* Dataset records
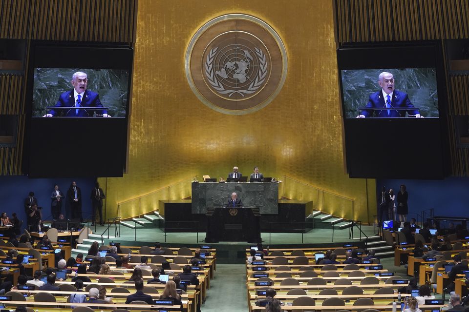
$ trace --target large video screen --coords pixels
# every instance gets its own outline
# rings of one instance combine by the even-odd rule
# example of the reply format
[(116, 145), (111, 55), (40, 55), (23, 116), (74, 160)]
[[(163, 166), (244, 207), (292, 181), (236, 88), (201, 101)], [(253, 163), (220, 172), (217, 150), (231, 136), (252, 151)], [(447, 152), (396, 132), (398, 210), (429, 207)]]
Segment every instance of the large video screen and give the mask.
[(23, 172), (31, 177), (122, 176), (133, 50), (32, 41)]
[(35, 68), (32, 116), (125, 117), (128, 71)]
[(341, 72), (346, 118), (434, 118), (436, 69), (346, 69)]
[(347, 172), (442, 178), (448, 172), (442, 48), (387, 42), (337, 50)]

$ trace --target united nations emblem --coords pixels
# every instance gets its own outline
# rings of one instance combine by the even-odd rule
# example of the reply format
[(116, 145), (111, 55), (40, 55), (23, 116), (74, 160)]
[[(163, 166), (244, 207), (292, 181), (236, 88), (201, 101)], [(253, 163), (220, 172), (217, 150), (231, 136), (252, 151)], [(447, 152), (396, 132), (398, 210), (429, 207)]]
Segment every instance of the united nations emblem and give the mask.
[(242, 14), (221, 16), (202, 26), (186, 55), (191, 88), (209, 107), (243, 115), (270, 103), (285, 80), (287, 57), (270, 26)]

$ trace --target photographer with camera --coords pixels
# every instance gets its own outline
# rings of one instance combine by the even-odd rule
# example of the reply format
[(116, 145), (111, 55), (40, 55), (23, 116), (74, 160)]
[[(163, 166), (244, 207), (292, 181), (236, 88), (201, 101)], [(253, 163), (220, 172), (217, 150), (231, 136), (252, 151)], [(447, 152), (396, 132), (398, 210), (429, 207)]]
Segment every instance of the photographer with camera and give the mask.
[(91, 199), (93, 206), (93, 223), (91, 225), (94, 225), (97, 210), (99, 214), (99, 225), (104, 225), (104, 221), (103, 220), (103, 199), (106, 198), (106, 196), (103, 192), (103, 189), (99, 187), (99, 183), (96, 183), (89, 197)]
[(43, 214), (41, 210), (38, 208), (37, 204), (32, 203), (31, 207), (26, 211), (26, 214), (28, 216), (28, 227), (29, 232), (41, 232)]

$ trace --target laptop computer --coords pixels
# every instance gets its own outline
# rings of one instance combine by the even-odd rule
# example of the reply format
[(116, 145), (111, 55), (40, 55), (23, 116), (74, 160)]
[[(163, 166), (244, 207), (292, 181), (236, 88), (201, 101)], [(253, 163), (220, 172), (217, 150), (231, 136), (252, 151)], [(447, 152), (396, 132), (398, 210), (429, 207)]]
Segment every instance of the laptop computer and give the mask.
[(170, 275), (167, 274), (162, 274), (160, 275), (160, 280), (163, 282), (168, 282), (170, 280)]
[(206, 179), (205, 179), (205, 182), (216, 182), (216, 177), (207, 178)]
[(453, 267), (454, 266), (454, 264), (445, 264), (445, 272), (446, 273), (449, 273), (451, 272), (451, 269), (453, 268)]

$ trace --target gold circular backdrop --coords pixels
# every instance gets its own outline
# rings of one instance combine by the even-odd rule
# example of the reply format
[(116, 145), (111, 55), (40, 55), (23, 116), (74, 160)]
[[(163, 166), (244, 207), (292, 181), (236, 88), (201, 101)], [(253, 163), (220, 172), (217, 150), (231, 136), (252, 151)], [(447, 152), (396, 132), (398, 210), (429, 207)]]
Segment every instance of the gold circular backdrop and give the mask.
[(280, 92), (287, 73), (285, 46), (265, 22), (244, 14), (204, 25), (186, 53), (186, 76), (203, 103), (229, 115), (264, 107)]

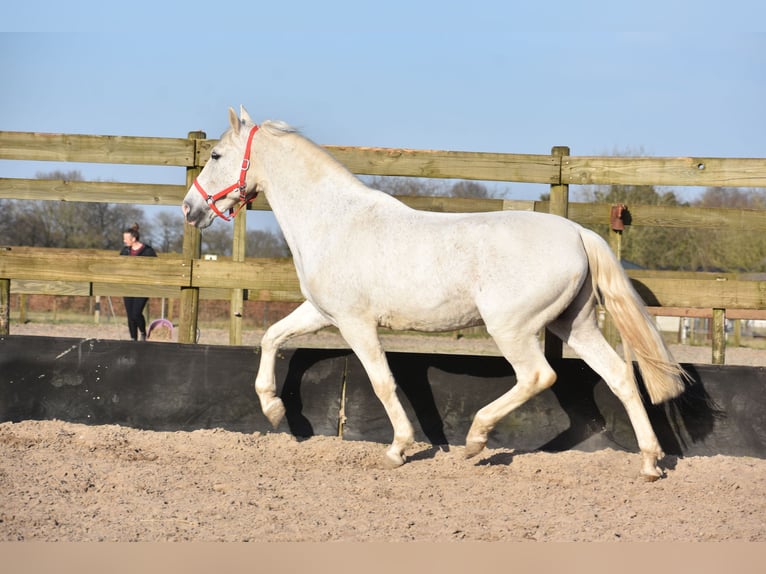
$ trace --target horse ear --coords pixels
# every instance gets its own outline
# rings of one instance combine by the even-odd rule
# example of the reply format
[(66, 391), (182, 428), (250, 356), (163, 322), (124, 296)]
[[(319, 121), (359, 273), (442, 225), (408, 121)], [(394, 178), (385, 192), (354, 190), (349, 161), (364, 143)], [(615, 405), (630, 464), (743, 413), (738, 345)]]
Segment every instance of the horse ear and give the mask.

* Exercise aim
Convert all the lines above into a JSON list of strings, one string per line, with blank lines dropped. Leave the pictures out.

* Written response
[
  "$ trace --target large video screen --coords pixels",
  "# every instance gets its own outline",
  "# rings of one instance combine by the even-odd rule",
  "# example of the reply format",
  "[(116, 145), (111, 55), (40, 55), (23, 116), (74, 160)]",
  "[[(163, 166), (244, 207), (292, 181), (236, 88), (201, 101)], [(253, 163), (220, 172), (217, 150), (231, 136), (252, 151)], [(447, 152), (396, 132), (398, 210), (429, 207)]]",
  "Segment every instance of the large video screen and give the mask.",
  "[(23, 172), (31, 177), (122, 176), (133, 50), (32, 41)]",
  "[(35, 68), (32, 116), (125, 117), (128, 71)]",
  "[(341, 72), (346, 118), (434, 118), (436, 69), (346, 69)]",
  "[(347, 172), (442, 178), (448, 172), (442, 48), (387, 42), (337, 50)]",
  "$ trace --target united nations emblem --coords pixels",
  "# every instance gets its own outline",
  "# rings of one instance combine by the even-odd rule",
  "# example of the reply format",
  "[(116, 145), (111, 55), (40, 55), (23, 116), (74, 160)]",
  "[[(163, 166), (244, 207), (292, 181), (236, 88), (201, 101)], [(253, 163), (220, 172), (217, 150), (231, 136), (252, 151)], [(447, 152), (396, 132), (398, 210), (429, 207)]]",
  "Segment every instance of the united nations emblem and give the mask.",
  "[(242, 14), (221, 16), (202, 26), (186, 55), (191, 88), (209, 107), (243, 115), (270, 103), (285, 80), (287, 57), (270, 26)]",
  "$ trace --target photographer with camera --coords pixels",
  "# every instance gets its own outline",
  "# rings of one instance combine by the even-odd rule",
  "# example of the reply format",
  "[(116, 145), (111, 55), (40, 55), (23, 116), (74, 160)]",
  "[[(163, 166), (244, 207), (292, 181), (236, 88), (201, 101)], [(253, 163), (220, 172), (217, 150), (231, 136), (252, 151)], [(447, 152), (396, 132), (398, 210), (429, 207)]]",
  "Segment every instance of the photographer with camera and give the mask.",
  "[(91, 199), (93, 206), (93, 223), (91, 225), (94, 225), (97, 210), (99, 214), (99, 225), (104, 225), (104, 221), (103, 220), (103, 199), (106, 198), (106, 196), (103, 192), (103, 189), (99, 187), (99, 183), (96, 183), (89, 197)]",
  "[(43, 214), (41, 210), (38, 208), (37, 204), (32, 203), (31, 207), (26, 211), (26, 214), (28, 216), (28, 227), (29, 232), (41, 232)]",
  "$ trace --target laptop computer --coords pixels",
  "# every instance gets its own outline",
  "# rings of one instance combine by the even-odd rule",
  "# example of the reply format",
  "[(116, 145), (111, 55), (40, 55), (23, 116), (74, 160)]",
  "[[(163, 166), (244, 207), (292, 181), (236, 88), (201, 101)], [(253, 163), (220, 172), (217, 150), (231, 136), (252, 151)], [(447, 152), (396, 132), (398, 210), (429, 207)]]",
  "Segment every instance of the laptop computer and give the mask.",
  "[(170, 275), (167, 274), (162, 274), (160, 275), (160, 280), (163, 282), (168, 282), (170, 280)]",
  "[(206, 179), (205, 179), (205, 182), (216, 182), (216, 177), (207, 178)]",
  "[(453, 267), (454, 266), (454, 264), (445, 264), (445, 272), (446, 273), (449, 273), (451, 272), (451, 269), (453, 268)]",
  "$ trace --target gold circular backdrop --coords pixels",
  "# every instance gets its own outline",
  "# rings of one instance combine by the even-odd rule",
  "# example of the reply format",
  "[(116, 145), (111, 55), (40, 55), (23, 116), (74, 160)]",
  "[[(163, 166), (244, 207), (292, 181), (236, 88), (201, 101)], [(253, 163), (220, 172), (217, 150), (231, 136), (252, 151)], [(447, 152), (396, 132), (398, 210), (429, 207)]]",
  "Segment every instance of the gold circular backdrop and give the mask.",
  "[(280, 92), (287, 73), (285, 46), (265, 22), (244, 14), (204, 25), (186, 53), (186, 76), (203, 103), (229, 115), (264, 107)]",
  "$ trace --target horse ear --coords pixels",
  "# every instance gets its own outline",
  "# rings of one instance combine by the even-odd rule",
  "# example of the reply format",
  "[(66, 391), (182, 428), (250, 356), (163, 322), (124, 296)]",
  "[[(319, 121), (359, 273), (442, 225), (408, 121)], [(394, 178), (385, 192), (354, 190), (349, 161), (364, 143)], [(615, 405), (630, 464), (743, 413), (738, 345)]]",
  "Segment every instance of the horse ear and give the mask."
]